What this task involves:
Pick out every line in the records that contains the word "trophy" and copy each one in full.

Listed records:

⁂

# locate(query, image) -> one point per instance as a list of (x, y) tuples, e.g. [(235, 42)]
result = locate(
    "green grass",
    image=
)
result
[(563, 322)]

⁂

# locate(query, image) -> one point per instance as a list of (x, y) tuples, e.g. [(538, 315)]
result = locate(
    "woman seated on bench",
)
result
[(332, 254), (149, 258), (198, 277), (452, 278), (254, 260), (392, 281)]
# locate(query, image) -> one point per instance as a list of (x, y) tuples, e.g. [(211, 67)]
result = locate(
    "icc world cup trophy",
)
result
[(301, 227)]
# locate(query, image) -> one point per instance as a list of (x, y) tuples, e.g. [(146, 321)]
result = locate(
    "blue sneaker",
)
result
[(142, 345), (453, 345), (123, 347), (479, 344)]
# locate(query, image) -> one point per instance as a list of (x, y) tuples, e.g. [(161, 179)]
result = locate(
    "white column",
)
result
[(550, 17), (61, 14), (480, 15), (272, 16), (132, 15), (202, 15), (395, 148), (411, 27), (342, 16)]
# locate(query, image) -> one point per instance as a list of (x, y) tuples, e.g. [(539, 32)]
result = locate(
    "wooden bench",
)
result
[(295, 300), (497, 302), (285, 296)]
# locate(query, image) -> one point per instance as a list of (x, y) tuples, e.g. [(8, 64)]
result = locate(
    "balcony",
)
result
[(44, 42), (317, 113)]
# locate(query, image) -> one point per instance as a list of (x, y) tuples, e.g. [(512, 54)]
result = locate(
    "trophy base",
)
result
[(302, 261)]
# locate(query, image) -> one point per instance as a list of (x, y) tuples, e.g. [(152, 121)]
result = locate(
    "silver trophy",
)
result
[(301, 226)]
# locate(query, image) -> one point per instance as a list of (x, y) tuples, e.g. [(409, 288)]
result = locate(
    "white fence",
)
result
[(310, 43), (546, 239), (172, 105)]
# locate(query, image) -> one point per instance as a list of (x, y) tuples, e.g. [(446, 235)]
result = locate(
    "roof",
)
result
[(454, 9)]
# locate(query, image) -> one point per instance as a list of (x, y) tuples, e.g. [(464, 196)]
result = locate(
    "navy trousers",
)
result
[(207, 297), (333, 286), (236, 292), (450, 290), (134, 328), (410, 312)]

⁂

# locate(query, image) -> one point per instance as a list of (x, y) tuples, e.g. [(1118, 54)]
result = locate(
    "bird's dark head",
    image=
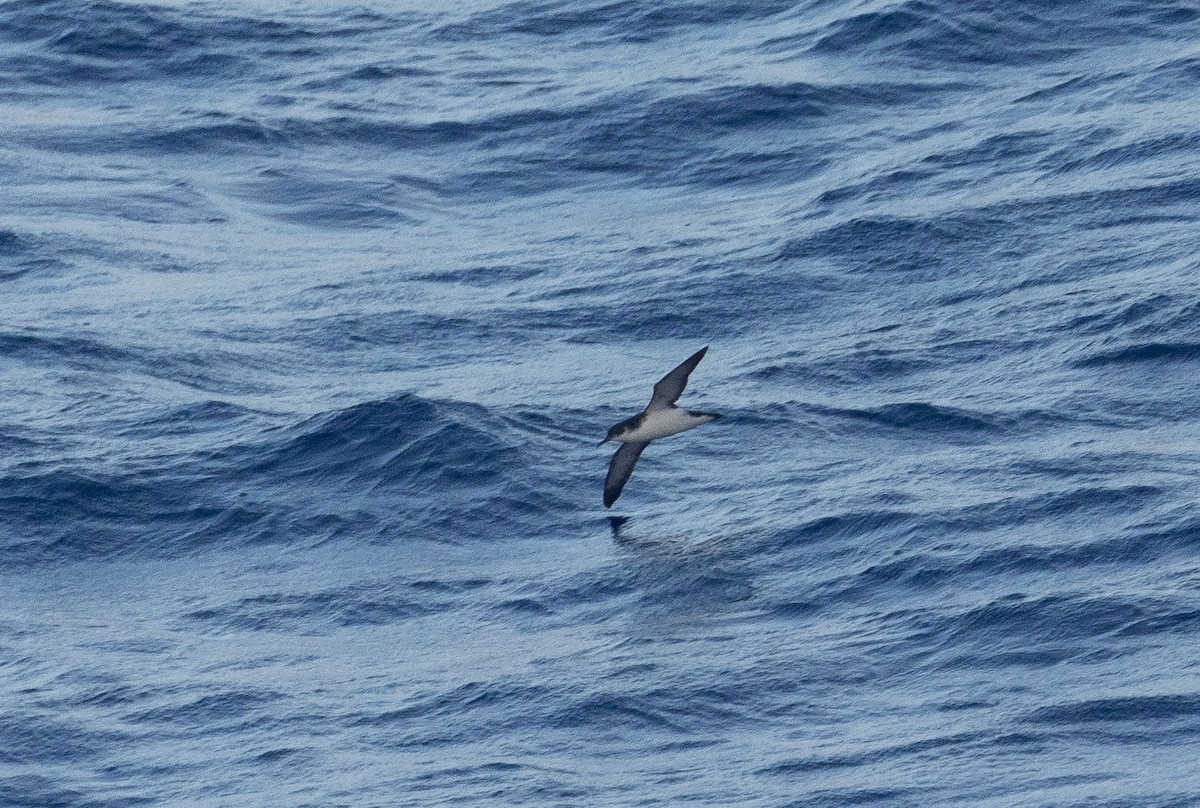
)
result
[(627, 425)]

⁂

Right answer:
    "icc world cup trophy",
    "trophy base",
    "silver trophy",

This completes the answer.